Problem details:
Pick out and copy in full every line of the items below that contains the word "foliage". Case counts.

Material provided:
● ● ● ● ● ● ●

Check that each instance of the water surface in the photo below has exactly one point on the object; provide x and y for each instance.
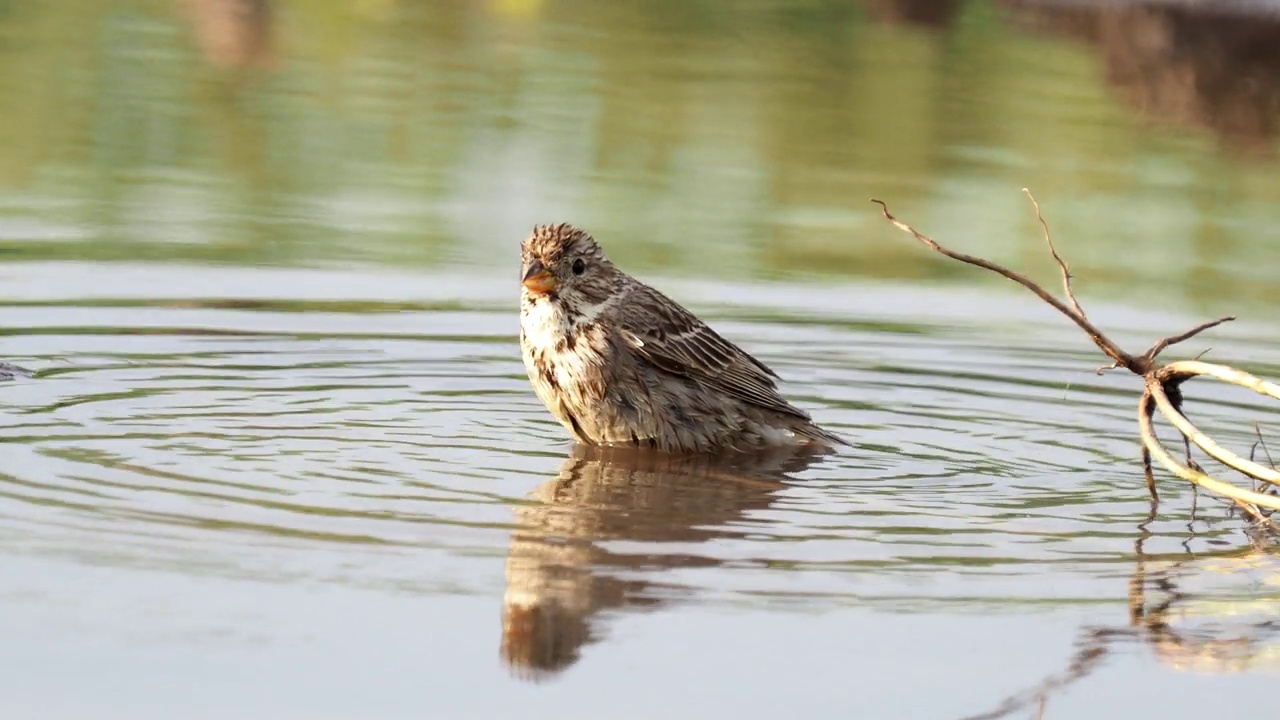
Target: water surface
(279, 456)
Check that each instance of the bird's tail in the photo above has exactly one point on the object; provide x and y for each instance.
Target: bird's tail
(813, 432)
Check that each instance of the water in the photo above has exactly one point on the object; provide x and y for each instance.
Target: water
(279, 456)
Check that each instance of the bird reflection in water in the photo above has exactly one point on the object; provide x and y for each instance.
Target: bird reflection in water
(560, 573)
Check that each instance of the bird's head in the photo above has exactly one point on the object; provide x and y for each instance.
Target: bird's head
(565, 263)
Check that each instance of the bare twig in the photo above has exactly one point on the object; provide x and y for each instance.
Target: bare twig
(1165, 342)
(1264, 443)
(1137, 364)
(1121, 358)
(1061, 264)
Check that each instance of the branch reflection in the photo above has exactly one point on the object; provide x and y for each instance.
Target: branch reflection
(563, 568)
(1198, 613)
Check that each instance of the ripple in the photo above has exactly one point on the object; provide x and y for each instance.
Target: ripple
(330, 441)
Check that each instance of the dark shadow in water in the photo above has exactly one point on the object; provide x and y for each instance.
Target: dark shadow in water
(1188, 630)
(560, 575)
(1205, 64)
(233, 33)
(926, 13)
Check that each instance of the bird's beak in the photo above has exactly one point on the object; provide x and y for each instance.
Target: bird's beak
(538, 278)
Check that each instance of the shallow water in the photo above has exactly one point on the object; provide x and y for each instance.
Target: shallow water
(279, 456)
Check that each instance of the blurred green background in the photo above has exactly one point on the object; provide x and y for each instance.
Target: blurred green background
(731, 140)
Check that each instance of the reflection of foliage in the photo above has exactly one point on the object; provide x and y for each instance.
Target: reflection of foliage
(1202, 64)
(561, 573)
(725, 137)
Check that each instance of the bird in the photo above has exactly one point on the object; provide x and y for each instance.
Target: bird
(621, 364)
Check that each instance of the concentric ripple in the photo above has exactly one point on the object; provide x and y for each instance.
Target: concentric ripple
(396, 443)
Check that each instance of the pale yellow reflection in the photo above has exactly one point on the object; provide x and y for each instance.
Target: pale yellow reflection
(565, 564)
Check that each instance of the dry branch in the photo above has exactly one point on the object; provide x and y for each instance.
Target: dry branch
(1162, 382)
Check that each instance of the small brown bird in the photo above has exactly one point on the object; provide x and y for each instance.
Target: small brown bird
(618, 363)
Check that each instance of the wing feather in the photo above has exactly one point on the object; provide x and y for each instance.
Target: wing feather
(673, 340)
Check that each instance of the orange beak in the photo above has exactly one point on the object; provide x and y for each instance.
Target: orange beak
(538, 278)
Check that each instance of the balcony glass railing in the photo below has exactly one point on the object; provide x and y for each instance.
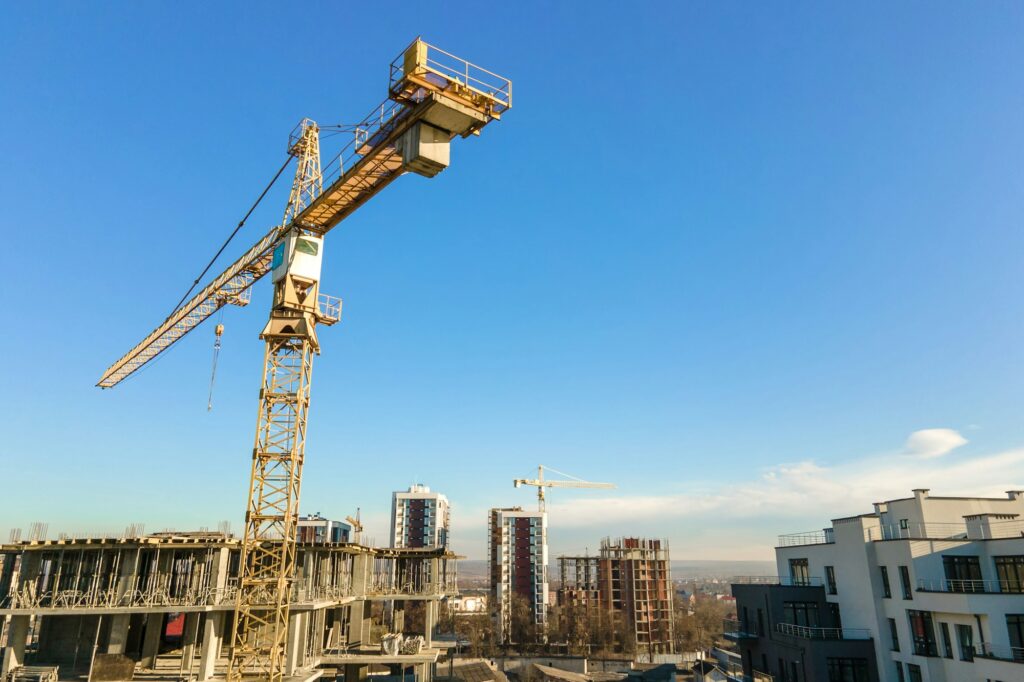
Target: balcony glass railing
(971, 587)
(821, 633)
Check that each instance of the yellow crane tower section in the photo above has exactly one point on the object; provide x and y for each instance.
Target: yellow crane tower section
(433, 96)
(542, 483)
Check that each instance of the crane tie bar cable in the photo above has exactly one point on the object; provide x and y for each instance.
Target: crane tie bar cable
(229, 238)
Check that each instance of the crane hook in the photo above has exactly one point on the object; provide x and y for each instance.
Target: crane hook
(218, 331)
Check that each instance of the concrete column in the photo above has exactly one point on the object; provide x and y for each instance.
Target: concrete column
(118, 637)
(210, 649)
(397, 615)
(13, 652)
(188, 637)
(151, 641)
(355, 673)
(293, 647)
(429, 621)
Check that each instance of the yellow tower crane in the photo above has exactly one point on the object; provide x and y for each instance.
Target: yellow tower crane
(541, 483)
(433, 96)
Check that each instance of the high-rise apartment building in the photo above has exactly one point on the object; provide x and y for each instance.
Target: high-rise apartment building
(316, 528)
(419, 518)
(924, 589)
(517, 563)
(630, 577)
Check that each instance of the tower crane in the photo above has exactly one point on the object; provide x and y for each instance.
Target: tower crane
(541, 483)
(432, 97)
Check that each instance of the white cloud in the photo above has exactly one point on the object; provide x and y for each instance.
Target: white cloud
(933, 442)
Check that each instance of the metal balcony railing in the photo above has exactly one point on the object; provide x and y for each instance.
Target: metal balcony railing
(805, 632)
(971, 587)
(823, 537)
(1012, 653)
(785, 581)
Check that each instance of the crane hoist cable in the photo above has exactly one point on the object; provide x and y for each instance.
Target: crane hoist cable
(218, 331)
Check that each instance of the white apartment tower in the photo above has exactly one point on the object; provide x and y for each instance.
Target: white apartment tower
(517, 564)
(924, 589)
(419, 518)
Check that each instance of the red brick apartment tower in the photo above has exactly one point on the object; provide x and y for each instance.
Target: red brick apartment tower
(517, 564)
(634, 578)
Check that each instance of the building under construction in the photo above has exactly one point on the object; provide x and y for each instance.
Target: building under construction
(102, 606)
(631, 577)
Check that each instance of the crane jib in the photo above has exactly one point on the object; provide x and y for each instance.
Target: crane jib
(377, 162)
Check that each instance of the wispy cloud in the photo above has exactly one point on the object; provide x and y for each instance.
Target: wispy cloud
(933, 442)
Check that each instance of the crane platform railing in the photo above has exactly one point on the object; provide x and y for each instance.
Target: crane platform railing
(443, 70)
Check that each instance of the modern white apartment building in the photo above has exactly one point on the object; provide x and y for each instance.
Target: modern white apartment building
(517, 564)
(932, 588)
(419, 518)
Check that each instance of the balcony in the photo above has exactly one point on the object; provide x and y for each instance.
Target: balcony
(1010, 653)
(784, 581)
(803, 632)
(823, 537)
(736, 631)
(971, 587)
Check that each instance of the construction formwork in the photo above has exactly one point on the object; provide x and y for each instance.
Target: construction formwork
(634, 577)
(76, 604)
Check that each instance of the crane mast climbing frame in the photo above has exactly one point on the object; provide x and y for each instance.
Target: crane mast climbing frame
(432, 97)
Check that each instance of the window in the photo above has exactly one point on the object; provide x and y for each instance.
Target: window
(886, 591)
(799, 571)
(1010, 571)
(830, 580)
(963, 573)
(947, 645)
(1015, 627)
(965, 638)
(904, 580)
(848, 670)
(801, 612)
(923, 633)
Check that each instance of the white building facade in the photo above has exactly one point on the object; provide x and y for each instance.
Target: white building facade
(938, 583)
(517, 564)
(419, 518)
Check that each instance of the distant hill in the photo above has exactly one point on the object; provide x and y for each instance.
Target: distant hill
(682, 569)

● ● ● ● ● ● ●

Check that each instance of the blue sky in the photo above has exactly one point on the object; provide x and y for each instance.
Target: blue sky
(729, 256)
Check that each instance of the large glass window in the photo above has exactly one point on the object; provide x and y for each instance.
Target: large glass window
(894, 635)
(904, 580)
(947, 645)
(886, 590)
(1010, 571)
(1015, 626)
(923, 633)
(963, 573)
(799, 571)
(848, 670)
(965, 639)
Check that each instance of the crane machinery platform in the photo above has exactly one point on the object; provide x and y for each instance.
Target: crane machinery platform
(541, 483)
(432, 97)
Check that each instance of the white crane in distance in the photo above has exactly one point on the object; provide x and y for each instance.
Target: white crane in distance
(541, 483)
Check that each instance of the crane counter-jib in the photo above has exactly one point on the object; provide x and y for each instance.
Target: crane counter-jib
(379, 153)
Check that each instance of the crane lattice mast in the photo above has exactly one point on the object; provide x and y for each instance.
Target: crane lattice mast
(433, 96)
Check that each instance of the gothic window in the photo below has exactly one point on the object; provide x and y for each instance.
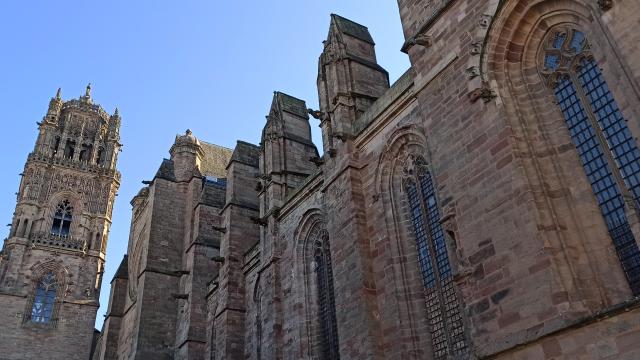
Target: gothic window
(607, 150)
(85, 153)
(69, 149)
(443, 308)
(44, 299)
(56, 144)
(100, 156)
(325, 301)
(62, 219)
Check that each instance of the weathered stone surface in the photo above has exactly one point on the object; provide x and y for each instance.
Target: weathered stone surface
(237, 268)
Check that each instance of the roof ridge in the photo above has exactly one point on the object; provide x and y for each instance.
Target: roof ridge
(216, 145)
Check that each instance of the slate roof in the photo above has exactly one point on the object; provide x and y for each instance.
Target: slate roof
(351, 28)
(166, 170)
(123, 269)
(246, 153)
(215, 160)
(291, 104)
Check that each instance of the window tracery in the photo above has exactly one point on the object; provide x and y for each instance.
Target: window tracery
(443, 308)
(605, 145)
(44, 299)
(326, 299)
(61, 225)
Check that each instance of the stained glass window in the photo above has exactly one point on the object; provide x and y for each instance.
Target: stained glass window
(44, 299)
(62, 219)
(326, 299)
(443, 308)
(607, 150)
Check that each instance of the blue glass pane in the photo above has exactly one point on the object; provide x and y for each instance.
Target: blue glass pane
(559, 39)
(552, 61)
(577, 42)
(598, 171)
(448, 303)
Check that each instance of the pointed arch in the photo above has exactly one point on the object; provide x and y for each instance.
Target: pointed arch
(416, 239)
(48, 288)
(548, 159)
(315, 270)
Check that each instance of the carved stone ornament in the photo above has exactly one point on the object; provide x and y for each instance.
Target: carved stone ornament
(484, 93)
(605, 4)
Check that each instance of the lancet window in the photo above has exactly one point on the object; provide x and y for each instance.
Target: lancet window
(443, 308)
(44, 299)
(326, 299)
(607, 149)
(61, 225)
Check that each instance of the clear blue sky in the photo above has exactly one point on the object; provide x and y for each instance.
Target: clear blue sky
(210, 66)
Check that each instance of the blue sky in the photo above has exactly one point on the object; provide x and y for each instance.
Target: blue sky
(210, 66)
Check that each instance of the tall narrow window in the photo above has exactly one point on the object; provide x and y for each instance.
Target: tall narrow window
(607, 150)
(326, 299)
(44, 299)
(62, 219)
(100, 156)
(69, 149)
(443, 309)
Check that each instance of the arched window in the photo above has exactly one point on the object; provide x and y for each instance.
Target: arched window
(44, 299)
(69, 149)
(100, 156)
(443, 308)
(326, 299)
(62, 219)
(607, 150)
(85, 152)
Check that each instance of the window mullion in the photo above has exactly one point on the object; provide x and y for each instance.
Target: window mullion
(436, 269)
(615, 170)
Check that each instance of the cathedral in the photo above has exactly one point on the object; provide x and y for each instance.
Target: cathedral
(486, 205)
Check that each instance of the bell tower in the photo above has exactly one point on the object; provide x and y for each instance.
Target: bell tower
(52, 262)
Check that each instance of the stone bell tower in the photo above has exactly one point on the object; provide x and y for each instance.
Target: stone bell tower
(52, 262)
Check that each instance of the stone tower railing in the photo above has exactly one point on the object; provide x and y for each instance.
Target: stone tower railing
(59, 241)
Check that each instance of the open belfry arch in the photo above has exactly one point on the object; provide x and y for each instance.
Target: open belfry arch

● ● ● ● ● ● ●

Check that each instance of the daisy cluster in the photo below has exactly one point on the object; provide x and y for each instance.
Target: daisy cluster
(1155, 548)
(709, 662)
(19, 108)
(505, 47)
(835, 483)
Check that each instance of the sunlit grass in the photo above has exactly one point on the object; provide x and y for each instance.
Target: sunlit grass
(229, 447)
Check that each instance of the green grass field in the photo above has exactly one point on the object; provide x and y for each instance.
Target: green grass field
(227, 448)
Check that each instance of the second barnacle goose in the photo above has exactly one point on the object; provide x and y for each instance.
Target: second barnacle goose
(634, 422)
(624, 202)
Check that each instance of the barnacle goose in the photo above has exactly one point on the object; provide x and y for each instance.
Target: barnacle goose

● ● ● ● ● ● ●

Answer below:
Check that each instance of the reflection of foliage in the photo above has exactly one point on the object; provide x and y for each instance.
Target: reflection of foliage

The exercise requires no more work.